**Document text:**
————————
Published in 2A Magazine Issue #15&16 Autumn 2010 Winter  2011

Dr Nabila Oulebsir

Dr Nabila Oulebsir is Architect, Historian and Historian of Art, and currently Maître de conférences at University of Poitiers (Department of Art History and Archaeology), where she teaches History of Architecture and Heritage. Her publications include Les Usages du patrimoine. Monuments, musées et politique colonial en Algérie, 1830-1930 (Paris, 2004); Alger, paysage urbain et architectures, 1800-2000 (ed., Paris, 2003), and L’orientalisme architectural entre imaginaires et savoirs (ed., Paris, 2009).

New Approach of European Architectural History.

A Contemporary point of view on Orientalism and Modernism

Dr Nabila Oulebsir

Université de Poitiers / CRIA, EHESS

 

New approaches are developed currently in history of European architecture, related for some to the history of colonial heritage and orientalism. The historiography of orientalism and colonial architecture can be useful today to clarify the role of non-Western world in the European architectural creation of the nineteenth and twentieth centuries and in the definition of patrimonial categories.(1) The former colonial cities have been an experimental laboratory in architecture and urban design, and their study can help us to understand the interactions and the cultural transfer in a colonial context.

The controversial debate which has surrounded the publication of Edward Said’s book Orientalism (1978, New York), has permeated the Anglo-Saxon studies and has generated two poles of interpretations which, between detractors and defenders, has formulated an imperialist explanation of the phenomenon or an aesthetic of the orientalist practice.(2)  It had echoes in France where the production on the literary and pictorial orientalism is important but left on the margins of other disciplines. (3) Certainly, a renewed interest manifests itself today in the museum sphere through exhibitions dedicated to the East and to the Islamic Art 4 – due to the celebration in 2010 of the year of Turkey in France and to the future opening of the Department of Islamic art at the Musée du Louvre –, nevertheless, historians of architecture are still too few to develop scientific works about non-Western world because of the persistent stigma associated with the colonial experience, and mainly because of the youth of the discipline of history of architecture, taught in departments of history of art of French universities for less than thirty years.
————————
**Given information:**
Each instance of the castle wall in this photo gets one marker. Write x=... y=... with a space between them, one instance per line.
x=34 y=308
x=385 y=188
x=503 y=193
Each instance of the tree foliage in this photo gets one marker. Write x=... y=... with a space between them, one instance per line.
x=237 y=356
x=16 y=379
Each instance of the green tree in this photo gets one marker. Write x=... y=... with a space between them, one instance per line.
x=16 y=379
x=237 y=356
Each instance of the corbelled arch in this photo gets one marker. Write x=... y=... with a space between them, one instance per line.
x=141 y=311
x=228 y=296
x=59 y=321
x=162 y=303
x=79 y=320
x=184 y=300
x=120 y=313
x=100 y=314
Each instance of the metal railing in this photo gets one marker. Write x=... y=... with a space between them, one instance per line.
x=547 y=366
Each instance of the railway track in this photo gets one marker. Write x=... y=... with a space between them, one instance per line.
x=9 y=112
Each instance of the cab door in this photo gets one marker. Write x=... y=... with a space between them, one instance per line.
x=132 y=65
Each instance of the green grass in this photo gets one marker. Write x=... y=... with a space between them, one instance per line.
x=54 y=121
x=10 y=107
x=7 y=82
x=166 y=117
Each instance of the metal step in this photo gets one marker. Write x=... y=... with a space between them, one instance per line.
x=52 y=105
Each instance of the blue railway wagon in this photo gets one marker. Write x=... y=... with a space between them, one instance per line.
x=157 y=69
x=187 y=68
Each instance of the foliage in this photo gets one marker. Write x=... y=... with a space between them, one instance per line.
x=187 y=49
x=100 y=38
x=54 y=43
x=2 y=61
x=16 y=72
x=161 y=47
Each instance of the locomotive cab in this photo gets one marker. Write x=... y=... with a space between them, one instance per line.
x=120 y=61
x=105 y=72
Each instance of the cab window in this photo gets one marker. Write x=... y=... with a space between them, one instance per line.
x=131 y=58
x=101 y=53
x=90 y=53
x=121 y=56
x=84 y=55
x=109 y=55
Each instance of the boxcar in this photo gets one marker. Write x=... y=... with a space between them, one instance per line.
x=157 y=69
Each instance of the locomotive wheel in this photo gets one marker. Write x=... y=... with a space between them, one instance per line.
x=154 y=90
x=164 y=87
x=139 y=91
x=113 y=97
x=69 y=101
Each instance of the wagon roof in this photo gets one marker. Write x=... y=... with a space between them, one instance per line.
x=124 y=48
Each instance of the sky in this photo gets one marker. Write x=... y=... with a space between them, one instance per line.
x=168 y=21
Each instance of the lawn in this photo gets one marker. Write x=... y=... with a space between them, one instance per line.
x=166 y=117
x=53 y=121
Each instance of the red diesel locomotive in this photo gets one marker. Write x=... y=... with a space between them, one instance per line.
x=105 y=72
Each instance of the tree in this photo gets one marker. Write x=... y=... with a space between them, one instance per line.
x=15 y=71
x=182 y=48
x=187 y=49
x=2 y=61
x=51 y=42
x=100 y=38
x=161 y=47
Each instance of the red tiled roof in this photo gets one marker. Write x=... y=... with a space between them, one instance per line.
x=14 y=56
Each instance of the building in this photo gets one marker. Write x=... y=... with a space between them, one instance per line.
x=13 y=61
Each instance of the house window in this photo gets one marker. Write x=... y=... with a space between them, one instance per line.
————————
**Your task:** Using the article on orientalism and European architectural history, explain in one to three sentences why historians of architecture are still too few to develop scientific work about the non-Western world.

**Finished exercise:** One reason is the lasting stigma tied to the colonial experience. The main reason is that the discipline is young: history of architecture has been taught in the art history departments of French universities for less than thirty years.